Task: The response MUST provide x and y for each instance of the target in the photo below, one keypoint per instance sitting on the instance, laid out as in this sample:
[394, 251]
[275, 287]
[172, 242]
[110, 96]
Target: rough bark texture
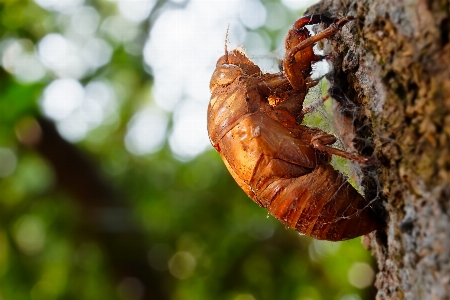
[393, 62]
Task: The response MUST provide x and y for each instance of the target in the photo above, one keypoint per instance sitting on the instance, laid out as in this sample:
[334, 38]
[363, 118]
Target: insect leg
[313, 106]
[312, 19]
[299, 51]
[321, 142]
- - -
Show every line of the data in which the word "sample" appears.

• _Result_:
Task: The response MUST provide x and y for each instance of the target in the photo below, one keypoint per instance sitting on the instance, laid out as in this sample:
Task: The response MUST provide x and y for each instance of the target in the photo above, one keypoint per instance sitting on the instance, laid out as in this sample:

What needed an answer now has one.